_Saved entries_
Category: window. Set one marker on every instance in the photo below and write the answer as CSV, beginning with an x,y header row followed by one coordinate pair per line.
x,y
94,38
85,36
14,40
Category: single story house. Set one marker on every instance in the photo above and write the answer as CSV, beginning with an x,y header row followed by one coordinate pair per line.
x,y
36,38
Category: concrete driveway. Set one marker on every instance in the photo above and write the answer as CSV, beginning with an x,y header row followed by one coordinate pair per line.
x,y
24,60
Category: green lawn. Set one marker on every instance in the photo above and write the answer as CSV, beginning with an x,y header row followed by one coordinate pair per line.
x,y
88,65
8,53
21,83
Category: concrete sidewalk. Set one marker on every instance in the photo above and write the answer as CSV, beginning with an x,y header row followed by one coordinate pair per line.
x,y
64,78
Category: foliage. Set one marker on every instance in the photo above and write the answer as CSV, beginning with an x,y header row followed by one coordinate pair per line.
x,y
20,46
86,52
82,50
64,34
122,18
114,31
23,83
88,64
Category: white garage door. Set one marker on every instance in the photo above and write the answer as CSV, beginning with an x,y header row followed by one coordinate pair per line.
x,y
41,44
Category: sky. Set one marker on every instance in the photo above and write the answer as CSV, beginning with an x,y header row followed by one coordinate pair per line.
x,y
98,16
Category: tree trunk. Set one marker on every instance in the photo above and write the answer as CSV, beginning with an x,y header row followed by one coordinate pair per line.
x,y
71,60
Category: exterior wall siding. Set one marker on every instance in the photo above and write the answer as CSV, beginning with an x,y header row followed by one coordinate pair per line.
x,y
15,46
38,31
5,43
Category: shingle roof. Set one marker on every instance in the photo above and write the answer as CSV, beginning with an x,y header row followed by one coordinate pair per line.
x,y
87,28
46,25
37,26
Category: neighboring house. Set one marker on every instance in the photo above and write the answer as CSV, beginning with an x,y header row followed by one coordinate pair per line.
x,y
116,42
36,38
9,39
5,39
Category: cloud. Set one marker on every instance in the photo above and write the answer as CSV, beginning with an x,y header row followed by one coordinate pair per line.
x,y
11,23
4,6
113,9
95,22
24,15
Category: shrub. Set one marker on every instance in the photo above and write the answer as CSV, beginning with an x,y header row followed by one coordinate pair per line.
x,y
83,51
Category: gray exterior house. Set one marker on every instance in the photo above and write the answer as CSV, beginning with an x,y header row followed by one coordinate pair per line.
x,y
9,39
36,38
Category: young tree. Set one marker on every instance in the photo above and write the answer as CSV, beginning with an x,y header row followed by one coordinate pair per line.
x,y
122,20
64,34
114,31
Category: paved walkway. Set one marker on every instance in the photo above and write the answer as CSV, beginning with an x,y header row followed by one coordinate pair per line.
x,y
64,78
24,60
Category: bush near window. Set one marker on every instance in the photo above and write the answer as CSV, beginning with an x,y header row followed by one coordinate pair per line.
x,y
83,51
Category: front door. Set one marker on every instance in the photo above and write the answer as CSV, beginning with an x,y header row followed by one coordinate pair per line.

_WHAT IS REQUIRED_
Set down the lines from the one with "Category: gray exterior" through the end of the data above. Keep each exactly as written and add no other line.

_EXERCISE ANSWER_
Category: gray exterior house. Set one marker on every instance in the photo above and write the answer as CSV, beginning with an x,y header row followed by one coordinate pair per line.
x,y
9,39
36,38
Category: young tree. Set one marker on every instance in the photo above and write the answer as CSV, beginning with an x,y header row followed by one coordinate pair per line.
x,y
122,20
64,34
114,31
Category: paved walkway. Set one marker on every instance in the photo above and write the answer as CSV, beginning with an x,y header row followed by one coordinate pair per line.
x,y
64,78
24,60
Category: bush near window. Set one marker on every instance in the photo above and write the answer as CSV, beginning with an x,y header row followed by one coordinate pair per line.
x,y
83,51
Category: front door. Set one marker on every instance in the photo above and write the answer as CSV, beginning with an x,y header row followed by one coordinate pair per line.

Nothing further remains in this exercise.